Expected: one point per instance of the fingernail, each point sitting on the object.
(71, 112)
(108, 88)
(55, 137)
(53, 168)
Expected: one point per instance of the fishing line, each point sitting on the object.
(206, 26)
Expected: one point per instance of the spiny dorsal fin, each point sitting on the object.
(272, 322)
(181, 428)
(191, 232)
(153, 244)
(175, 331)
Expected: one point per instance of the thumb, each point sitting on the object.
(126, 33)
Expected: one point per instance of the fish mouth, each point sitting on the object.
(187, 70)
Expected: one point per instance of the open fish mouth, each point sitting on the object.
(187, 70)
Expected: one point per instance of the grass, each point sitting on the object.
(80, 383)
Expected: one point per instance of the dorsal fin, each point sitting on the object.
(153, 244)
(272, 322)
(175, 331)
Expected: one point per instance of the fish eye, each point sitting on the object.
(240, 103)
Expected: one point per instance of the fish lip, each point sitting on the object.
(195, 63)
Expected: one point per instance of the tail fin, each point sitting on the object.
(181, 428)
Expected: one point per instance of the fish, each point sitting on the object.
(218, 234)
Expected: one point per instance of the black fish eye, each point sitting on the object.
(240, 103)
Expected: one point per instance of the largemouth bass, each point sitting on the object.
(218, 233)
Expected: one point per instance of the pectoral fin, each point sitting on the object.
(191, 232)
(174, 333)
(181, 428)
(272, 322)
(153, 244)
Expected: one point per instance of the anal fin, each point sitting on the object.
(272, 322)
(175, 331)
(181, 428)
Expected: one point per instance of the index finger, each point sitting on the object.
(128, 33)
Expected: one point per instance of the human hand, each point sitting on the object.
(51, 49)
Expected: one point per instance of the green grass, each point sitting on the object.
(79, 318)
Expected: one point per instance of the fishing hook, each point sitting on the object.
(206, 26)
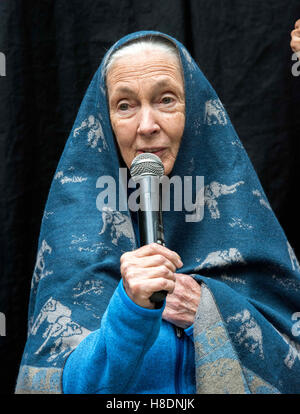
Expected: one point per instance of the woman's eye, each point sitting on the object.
(123, 107)
(167, 100)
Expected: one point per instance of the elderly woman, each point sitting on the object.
(229, 321)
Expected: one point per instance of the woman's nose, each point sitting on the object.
(148, 124)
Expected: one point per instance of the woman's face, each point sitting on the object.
(147, 105)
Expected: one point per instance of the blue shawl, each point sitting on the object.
(246, 334)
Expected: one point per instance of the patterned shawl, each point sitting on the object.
(246, 332)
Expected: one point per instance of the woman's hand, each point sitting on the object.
(149, 269)
(182, 304)
(295, 35)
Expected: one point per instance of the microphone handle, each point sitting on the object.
(151, 231)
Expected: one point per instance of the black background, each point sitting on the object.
(52, 50)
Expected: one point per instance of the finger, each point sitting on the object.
(295, 34)
(143, 274)
(145, 290)
(151, 261)
(155, 248)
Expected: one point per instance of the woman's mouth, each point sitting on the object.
(156, 151)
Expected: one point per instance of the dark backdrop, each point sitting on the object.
(52, 50)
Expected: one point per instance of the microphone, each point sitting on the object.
(146, 169)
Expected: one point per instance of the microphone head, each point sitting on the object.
(147, 164)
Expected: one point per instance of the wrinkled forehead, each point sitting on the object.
(141, 48)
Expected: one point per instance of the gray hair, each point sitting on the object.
(141, 44)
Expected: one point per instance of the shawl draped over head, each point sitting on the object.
(246, 330)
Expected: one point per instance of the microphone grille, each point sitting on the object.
(147, 164)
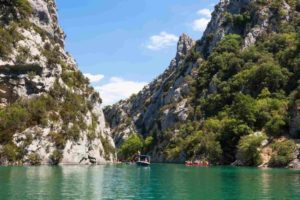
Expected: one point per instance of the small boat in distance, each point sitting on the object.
(143, 160)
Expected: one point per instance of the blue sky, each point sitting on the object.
(123, 44)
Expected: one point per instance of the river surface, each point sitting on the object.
(160, 181)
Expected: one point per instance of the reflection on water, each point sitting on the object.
(160, 181)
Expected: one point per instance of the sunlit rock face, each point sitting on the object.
(167, 101)
(149, 109)
(35, 64)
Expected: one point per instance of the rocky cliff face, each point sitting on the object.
(195, 80)
(61, 120)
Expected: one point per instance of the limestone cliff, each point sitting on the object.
(204, 81)
(160, 104)
(58, 116)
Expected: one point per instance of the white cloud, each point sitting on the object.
(94, 77)
(200, 24)
(161, 41)
(117, 89)
(204, 12)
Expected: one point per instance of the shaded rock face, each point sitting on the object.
(35, 62)
(159, 105)
(166, 101)
(295, 120)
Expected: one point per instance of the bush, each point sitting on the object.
(283, 153)
(10, 152)
(248, 149)
(130, 147)
(34, 159)
(108, 148)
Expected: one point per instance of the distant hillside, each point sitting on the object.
(227, 97)
(48, 112)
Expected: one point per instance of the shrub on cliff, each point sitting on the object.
(130, 147)
(248, 149)
(283, 153)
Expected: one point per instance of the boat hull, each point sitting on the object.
(141, 163)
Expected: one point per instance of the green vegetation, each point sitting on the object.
(34, 159)
(56, 157)
(283, 153)
(107, 147)
(253, 90)
(248, 149)
(130, 147)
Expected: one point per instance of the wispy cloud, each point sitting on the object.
(201, 23)
(118, 88)
(94, 77)
(162, 40)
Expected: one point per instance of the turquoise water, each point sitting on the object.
(160, 181)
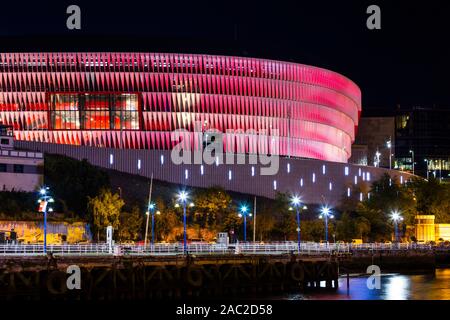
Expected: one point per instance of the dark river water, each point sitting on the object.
(394, 286)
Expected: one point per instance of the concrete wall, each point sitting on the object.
(330, 178)
(32, 176)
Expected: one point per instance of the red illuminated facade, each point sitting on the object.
(136, 100)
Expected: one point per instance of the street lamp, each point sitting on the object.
(396, 217)
(182, 197)
(389, 145)
(326, 214)
(244, 212)
(412, 153)
(377, 158)
(151, 210)
(43, 201)
(297, 203)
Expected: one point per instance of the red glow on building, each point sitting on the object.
(135, 100)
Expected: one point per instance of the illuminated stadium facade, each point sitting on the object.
(105, 106)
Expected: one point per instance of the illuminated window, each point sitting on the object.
(94, 111)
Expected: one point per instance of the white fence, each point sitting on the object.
(307, 248)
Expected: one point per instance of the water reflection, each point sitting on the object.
(393, 287)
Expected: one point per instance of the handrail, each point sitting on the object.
(306, 248)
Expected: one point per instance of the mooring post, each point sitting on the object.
(348, 282)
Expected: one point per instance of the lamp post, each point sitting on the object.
(151, 210)
(43, 201)
(377, 158)
(412, 153)
(389, 145)
(396, 217)
(244, 212)
(297, 204)
(326, 214)
(182, 197)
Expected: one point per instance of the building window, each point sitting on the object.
(18, 168)
(94, 111)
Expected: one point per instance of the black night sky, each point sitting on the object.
(406, 62)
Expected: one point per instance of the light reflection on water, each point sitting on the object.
(393, 287)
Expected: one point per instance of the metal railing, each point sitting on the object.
(161, 249)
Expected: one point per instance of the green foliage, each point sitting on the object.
(433, 197)
(104, 210)
(212, 205)
(73, 182)
(130, 224)
(166, 221)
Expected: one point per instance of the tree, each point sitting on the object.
(130, 224)
(104, 210)
(211, 206)
(433, 197)
(166, 221)
(74, 182)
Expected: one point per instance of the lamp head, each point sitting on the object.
(295, 201)
(182, 196)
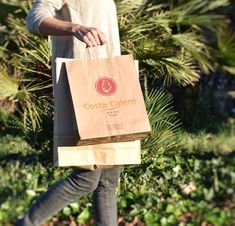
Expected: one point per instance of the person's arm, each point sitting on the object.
(89, 35)
(40, 19)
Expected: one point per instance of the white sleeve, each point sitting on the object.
(39, 11)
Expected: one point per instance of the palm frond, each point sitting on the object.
(197, 47)
(163, 121)
(8, 85)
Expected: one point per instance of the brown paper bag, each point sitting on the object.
(66, 153)
(100, 155)
(107, 99)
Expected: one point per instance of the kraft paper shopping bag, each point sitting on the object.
(107, 100)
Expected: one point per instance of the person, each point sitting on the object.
(73, 27)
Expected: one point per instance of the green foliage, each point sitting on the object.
(170, 38)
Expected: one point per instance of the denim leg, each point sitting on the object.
(59, 195)
(104, 198)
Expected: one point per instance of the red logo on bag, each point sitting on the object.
(106, 86)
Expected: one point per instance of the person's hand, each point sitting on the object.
(89, 35)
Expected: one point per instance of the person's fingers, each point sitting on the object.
(94, 32)
(101, 37)
(91, 38)
(86, 40)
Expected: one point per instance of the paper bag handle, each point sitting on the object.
(88, 54)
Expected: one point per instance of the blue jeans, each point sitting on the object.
(102, 182)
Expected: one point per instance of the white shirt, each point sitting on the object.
(93, 13)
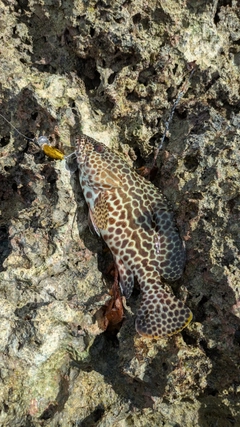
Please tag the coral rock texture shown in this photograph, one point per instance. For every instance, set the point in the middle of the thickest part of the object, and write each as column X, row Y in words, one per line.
column 113, row 69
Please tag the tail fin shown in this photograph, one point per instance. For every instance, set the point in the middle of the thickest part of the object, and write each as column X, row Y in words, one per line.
column 161, row 314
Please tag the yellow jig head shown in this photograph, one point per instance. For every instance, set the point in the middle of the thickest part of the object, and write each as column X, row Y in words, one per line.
column 52, row 152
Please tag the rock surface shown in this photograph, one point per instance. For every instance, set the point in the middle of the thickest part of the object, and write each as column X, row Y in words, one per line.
column 113, row 69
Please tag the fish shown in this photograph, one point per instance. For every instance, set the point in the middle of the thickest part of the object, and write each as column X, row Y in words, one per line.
column 134, row 219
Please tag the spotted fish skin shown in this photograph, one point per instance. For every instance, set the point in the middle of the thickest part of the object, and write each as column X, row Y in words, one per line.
column 134, row 219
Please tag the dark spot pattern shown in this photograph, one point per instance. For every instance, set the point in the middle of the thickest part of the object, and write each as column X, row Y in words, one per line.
column 134, row 219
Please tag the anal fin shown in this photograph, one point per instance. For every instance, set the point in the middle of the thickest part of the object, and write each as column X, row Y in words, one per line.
column 161, row 314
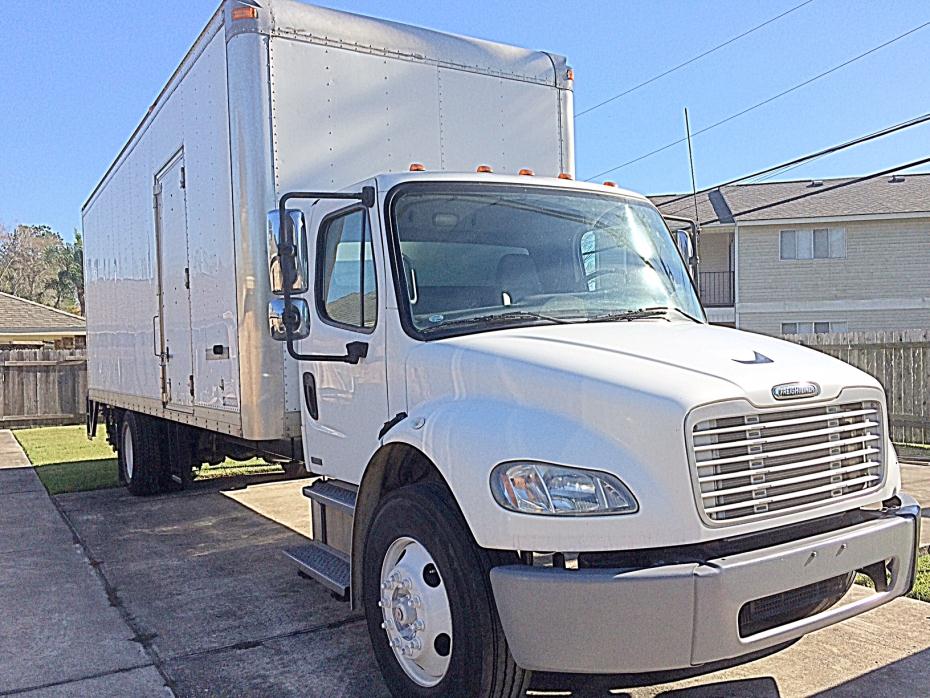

• • •

EXERCISE DESCRIPTION = State how many lines in the items above contain the string "boat", treating uppercase and lowercase as different. Reply with the number alone.

FINAL RESULT = 2